▶ [Tugas a]:
Bisakah Anda memperbarui teks tentang unsur cerpen, dimulai dari "1. Latar tempat: Desa" dan berakhir pada "oleh hutan jati.", dengan mengganti "jati" menjadi "mahoni"?

+--

MENYIMPULKAN UNSUR CERPEN

MENYIMPULKAN UNSUR CERPEN

Cerpen "Pohon Keramat" merupakan salah satu cerpen karya Yus R. Ismail.  Cerpen ini mengambil latar di sebuah desa yang bernama Kalidoso dan berfokus pada tingkah laku masyarakatnya yang memilih untuk percaya pada sosok Sing Mbau Rekso yang dipercaya sebagai penunggu pohon trembesi di desa tersebut. Namun, pemikiran ini ditentang oleh tokoh Kyai Fauzan serta beberapa tokoh lain. Pembangunan sarana umum pun dilakukan untuk menangkis tumbuhnya takhayul di tengah masyarakat.

1. Latar tempat: Desa Kalidoso
Kutipan:
Desa Kalidoso yang terletak sepuluh kilometer dari jalan raya antara Solo dan Purwodadi itu bagaikan sebuah oase yang cukup luas. Sekelilingnya adalah perbukitan kapur yang tandus, tetapi subur bagi pohon jati, sehingga desa itu dilingkari oleh hutan jati.

+--

▶ [Tugas b]:
Bisakah Anda menyalin ulang baris-baris data di bawah ini tanpa perubahan, dimulai dari baris pertama data dan berakhir pada baris yang memuat "pixel 1071 570", dengan kedua ujungnya ikut disalin?

+--

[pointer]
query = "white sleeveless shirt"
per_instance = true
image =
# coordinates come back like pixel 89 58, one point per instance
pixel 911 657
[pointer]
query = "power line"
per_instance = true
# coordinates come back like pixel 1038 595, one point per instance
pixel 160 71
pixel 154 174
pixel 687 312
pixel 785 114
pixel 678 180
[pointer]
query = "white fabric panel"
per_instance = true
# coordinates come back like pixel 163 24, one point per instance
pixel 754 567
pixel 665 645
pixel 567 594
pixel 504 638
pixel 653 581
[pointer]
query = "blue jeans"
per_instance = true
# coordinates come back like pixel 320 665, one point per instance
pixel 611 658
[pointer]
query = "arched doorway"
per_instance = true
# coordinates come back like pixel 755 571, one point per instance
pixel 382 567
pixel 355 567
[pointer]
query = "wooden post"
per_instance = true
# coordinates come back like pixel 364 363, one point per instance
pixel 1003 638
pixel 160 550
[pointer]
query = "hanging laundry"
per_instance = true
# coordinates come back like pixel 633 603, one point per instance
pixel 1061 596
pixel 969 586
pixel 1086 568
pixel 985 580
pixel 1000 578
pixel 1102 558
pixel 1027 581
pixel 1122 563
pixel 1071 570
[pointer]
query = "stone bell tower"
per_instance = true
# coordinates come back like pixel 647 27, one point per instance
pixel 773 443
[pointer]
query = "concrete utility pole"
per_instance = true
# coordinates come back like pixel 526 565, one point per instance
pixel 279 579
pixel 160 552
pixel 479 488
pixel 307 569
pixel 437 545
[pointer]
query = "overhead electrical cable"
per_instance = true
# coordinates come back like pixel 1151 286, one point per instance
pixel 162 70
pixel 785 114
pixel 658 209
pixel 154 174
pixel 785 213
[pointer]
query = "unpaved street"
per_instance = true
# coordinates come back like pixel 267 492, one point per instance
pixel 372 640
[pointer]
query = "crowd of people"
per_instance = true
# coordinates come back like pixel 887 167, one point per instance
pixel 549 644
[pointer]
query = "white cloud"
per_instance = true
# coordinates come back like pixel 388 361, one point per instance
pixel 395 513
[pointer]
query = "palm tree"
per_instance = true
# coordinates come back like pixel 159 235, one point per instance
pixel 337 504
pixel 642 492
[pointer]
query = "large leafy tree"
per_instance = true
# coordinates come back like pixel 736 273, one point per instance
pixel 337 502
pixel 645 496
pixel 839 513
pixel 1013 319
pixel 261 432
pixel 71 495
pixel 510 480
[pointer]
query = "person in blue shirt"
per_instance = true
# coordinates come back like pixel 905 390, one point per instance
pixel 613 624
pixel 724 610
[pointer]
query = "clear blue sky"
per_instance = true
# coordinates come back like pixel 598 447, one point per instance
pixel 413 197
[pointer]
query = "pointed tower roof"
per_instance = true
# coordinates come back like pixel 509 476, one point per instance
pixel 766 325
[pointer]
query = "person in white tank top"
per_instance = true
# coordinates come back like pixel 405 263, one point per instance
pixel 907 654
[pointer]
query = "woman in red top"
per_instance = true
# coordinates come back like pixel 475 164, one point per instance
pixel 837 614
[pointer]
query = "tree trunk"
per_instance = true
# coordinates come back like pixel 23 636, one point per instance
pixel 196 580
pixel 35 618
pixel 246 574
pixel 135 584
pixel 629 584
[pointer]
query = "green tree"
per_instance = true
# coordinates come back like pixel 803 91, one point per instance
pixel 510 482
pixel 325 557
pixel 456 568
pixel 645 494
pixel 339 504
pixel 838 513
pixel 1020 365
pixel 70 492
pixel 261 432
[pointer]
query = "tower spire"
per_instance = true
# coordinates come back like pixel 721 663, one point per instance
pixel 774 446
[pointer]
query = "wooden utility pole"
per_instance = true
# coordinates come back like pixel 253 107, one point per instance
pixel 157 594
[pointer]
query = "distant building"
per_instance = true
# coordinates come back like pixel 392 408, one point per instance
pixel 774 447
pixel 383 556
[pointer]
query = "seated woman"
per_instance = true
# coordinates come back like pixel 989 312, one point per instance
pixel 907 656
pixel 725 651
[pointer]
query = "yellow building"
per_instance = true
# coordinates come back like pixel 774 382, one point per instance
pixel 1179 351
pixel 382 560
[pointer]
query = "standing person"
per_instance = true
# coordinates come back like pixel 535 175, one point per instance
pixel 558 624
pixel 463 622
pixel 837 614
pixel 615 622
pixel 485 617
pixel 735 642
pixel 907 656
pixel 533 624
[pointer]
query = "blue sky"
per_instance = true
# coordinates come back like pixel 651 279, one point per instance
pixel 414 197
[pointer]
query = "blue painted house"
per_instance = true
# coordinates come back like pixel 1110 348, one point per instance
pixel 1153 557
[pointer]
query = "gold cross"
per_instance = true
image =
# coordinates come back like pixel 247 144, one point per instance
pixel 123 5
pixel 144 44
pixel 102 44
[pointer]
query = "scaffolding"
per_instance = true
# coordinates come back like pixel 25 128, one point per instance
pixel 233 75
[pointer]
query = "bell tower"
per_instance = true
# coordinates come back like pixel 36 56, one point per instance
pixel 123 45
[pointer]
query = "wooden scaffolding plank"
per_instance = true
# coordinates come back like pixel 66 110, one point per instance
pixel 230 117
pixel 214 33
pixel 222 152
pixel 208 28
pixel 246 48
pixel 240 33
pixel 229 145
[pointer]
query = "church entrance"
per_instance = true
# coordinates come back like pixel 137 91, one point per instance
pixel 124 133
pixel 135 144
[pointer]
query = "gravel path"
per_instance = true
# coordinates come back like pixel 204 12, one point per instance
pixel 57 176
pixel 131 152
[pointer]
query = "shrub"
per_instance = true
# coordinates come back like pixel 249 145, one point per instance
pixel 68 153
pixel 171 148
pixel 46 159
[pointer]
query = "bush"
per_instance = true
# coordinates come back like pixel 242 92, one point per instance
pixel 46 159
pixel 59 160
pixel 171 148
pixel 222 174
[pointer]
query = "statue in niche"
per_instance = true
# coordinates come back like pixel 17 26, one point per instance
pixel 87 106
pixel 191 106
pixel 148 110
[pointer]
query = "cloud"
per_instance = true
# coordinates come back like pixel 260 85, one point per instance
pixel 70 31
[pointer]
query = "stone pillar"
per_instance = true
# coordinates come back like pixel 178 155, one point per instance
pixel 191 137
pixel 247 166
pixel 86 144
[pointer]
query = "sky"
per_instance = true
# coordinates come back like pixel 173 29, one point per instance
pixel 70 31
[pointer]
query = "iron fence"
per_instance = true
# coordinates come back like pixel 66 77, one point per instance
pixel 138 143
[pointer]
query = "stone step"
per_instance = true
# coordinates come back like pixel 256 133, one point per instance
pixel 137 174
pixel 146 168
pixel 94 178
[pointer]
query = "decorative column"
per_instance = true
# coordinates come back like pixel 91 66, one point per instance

+--

▶ [Keluaran yang Diharapkan a]:
1. Latar tempat: Desa Kalidoso
Kutipan:
Desa Kalidoso yang terletak sepuluh kilometer dari jalan raya antara Solo dan Purwodadi itu bagaikan sebuah oase yang cukup luas. Sekelilingnya adalah perbukitan kapur yang tandus, tetapi subur bagi pohon mahoni, sehingga desa itu dilingkari oleh hutan mahoni.

▶ [Keluaran yang Diharapkan b]:
[pointer]
query = "white sleeveless shirt"
per_instance = true
image =
# coordinates come back like pixel 89 58, one point per instance
pixel 911 657
[pointer]
query = "power line"
per_instance = true
# coordinates come back like pixel 1038 595, one point per instance
pixel 160 71
pixel 154 174
pixel 687 312
pixel 785 114
pixel 678 180
[pointer]
query = "white fabric panel"
per_instance = true
# coordinates come back like pixel 163 24, one point per instance
pixel 754 567
pixel 665 645
pixel 567 594
pixel 504 638
pixel 653 581
[pointer]
query = "blue jeans"
per_instance = true
# coordinates come back like pixel 320 665, one point per instance
pixel 611 658
[pointer]
query = "arched doorway"
per_instance = true
# coordinates come back like pixel 755 571, one point per instance
pixel 382 567
pixel 355 567
[pointer]
query = "wooden post"
per_instance = true
# coordinates come back like pixel 364 363, one point per instance
pixel 1003 638
pixel 160 550
[pointer]
query = "hanging laundry"
per_instance = true
# coordinates come back like pixel 633 603, one point per instance
pixel 1061 596
pixel 969 586
pixel 1086 568
pixel 985 580
pixel 1000 578
pixel 1102 558
pixel 1027 581
pixel 1122 563
pixel 1071 570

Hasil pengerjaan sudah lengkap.